● **Data supplied**
● ● ● ● ● ● ●

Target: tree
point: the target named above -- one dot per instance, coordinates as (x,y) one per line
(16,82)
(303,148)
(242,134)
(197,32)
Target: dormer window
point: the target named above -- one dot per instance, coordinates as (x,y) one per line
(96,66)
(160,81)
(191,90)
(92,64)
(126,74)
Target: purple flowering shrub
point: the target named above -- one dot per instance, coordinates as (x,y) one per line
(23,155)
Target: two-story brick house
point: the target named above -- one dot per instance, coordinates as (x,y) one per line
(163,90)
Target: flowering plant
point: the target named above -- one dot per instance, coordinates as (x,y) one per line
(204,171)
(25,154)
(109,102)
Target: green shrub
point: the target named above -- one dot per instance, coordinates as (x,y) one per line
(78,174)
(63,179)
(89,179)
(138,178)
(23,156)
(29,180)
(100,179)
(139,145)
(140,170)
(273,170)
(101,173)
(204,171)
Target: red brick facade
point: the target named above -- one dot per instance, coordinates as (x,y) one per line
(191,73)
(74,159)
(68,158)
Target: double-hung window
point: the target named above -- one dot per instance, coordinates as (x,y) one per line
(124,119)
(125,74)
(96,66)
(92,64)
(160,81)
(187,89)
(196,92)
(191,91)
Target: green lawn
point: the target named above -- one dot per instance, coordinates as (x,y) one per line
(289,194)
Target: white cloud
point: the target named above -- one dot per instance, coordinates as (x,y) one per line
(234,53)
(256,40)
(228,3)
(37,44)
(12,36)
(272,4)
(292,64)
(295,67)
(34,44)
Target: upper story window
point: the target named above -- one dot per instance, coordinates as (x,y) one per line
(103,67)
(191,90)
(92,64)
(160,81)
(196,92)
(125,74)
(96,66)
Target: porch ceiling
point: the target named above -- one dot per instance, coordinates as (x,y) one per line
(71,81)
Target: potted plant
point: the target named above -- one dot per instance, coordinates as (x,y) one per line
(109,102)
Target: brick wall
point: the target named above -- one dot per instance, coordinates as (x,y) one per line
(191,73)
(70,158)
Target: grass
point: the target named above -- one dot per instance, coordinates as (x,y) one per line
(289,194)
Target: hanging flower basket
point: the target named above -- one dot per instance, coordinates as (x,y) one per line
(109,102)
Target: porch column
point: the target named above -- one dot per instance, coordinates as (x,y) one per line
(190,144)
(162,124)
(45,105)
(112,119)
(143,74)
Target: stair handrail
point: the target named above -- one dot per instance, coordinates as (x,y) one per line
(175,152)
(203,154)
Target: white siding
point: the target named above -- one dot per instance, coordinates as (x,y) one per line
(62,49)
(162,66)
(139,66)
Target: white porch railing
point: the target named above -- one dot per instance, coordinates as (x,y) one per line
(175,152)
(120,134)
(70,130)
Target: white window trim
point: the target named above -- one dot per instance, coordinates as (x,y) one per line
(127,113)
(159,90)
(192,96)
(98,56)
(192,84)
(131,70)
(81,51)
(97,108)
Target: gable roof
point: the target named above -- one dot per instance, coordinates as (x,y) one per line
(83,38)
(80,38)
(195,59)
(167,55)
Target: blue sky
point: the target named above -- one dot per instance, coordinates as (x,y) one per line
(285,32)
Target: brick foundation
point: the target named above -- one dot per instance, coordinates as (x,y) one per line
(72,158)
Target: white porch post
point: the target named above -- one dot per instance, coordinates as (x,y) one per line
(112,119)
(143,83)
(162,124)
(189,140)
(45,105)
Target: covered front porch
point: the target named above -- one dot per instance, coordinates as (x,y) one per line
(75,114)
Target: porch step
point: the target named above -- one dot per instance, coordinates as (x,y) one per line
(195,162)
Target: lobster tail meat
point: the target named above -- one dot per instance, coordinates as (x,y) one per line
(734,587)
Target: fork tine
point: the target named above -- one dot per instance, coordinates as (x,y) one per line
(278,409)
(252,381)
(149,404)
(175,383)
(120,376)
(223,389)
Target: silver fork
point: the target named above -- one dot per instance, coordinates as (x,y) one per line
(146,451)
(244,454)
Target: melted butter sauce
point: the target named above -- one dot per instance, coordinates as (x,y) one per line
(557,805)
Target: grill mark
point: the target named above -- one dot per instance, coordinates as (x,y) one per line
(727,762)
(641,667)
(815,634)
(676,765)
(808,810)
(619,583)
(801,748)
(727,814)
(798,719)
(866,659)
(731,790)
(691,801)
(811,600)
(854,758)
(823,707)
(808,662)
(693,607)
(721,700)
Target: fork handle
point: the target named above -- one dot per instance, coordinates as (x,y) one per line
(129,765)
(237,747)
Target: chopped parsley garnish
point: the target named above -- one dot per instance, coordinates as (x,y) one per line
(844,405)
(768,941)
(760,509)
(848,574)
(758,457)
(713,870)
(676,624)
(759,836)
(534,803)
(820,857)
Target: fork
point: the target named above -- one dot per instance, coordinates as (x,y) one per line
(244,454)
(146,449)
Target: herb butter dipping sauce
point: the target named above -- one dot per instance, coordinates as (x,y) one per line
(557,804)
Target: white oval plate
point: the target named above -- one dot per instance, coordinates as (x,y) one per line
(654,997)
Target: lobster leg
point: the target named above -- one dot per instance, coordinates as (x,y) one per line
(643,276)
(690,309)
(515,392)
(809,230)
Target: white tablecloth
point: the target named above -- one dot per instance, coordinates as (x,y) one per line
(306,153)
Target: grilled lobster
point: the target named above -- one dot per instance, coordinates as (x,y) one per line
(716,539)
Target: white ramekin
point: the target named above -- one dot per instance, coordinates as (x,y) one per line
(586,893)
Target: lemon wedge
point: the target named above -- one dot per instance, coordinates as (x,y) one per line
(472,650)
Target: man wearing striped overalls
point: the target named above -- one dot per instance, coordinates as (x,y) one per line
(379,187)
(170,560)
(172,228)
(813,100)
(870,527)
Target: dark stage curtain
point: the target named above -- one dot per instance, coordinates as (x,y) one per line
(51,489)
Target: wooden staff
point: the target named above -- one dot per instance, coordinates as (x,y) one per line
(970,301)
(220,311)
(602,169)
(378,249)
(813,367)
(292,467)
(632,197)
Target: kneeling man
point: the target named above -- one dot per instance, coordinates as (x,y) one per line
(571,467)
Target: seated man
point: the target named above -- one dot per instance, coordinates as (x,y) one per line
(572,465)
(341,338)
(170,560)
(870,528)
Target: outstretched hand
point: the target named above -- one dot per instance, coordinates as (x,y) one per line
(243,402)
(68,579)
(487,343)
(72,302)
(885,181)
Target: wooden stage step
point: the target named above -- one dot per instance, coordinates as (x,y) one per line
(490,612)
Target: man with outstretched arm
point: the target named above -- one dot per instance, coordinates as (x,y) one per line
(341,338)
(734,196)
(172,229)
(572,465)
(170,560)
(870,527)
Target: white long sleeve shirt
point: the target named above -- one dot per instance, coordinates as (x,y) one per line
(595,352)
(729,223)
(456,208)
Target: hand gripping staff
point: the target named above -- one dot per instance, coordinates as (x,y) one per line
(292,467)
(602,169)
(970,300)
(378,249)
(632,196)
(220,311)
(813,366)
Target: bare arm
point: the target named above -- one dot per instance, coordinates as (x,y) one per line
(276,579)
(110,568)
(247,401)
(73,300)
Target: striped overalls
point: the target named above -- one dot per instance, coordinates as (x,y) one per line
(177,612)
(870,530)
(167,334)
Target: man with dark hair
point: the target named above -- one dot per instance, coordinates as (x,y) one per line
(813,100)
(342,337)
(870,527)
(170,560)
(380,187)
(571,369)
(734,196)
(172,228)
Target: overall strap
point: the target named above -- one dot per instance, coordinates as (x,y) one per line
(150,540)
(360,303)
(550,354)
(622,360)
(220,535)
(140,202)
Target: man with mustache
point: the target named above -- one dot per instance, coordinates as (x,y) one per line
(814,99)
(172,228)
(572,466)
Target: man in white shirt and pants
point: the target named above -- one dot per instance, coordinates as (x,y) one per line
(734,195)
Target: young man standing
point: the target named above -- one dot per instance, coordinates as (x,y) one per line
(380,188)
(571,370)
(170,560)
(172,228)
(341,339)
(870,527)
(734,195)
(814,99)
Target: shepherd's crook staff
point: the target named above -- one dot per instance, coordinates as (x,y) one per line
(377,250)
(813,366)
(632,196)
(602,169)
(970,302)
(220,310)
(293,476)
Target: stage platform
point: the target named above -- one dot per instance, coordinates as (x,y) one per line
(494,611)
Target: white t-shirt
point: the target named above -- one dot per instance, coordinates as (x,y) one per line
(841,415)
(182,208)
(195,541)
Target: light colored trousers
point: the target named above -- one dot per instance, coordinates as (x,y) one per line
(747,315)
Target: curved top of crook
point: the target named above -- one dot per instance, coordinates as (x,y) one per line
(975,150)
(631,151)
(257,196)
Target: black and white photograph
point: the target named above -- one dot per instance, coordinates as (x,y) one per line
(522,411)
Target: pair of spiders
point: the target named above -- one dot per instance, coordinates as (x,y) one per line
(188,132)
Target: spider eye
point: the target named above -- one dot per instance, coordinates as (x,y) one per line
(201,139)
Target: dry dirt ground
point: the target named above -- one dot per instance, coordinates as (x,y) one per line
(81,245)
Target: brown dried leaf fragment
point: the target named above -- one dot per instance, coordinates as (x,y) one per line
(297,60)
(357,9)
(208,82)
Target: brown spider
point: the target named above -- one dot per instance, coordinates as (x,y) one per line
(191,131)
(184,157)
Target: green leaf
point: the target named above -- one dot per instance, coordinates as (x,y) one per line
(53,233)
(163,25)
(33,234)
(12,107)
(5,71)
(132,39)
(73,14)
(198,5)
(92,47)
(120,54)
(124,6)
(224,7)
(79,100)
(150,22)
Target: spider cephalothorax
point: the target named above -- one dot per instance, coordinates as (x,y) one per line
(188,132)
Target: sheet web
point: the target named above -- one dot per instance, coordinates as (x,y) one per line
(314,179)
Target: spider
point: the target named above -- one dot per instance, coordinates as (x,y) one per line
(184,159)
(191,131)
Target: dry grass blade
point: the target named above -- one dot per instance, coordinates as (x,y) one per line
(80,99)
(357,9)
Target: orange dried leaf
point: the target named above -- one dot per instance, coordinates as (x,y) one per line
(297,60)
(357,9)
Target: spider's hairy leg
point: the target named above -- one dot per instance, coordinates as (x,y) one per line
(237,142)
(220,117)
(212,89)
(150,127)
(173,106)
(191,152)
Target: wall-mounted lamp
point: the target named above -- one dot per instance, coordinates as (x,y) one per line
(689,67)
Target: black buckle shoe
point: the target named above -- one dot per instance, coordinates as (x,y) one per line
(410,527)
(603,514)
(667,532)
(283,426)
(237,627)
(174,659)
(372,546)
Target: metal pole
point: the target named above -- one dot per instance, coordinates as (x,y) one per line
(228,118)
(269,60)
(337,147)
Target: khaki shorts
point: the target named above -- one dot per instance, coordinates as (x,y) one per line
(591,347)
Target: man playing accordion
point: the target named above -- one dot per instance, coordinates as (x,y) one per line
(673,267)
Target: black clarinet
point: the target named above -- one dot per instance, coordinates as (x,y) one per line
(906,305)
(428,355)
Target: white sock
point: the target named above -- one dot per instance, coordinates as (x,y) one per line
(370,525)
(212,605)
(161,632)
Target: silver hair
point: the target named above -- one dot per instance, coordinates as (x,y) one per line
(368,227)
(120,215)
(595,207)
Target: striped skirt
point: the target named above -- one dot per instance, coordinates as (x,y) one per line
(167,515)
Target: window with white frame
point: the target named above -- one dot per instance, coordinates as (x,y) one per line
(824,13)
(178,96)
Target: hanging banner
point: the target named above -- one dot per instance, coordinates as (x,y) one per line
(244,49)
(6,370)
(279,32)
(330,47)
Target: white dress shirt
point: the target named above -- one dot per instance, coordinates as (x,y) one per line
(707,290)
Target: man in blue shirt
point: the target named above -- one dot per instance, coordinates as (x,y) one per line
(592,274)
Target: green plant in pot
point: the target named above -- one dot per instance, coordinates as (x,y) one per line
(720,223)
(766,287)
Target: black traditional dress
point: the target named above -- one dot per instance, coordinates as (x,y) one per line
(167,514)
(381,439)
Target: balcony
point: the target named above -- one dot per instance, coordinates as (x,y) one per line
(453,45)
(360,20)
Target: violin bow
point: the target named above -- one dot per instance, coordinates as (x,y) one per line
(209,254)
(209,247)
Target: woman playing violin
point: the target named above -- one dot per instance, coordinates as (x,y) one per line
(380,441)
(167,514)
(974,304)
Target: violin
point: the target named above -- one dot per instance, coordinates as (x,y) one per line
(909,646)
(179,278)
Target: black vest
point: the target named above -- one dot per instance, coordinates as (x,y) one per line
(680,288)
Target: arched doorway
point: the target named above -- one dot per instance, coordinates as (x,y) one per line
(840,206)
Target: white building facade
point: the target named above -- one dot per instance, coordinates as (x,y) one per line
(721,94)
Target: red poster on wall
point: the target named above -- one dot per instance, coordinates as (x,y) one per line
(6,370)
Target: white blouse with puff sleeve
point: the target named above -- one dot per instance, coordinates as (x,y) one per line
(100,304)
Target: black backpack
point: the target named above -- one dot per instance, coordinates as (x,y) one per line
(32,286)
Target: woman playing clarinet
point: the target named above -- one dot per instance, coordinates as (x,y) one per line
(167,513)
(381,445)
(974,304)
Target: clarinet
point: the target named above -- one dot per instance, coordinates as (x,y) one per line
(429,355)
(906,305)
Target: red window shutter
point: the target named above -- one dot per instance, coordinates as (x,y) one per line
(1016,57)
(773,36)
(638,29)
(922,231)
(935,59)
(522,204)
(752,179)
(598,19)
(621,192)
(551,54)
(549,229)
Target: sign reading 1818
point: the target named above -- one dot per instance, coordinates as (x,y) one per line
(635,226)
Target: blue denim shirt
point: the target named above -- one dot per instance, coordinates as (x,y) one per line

● ● ● ● ● ● ●

Please output exactly the lines between the one holding "Target: herb butter dipping sauce" and the one holding "Target: lobster leg" in the records above, inclusive, and nothing more.

● **Output for this exercise**
Target: herb butter dipping sauce
point: the target named above -- one dot per instance, coordinates as (x,y) one per line
(557,804)
Target: white oval plate
point: the target named above -- one dot per instance, coordinates as (x,y) one per line
(654,997)
Target: lobster leg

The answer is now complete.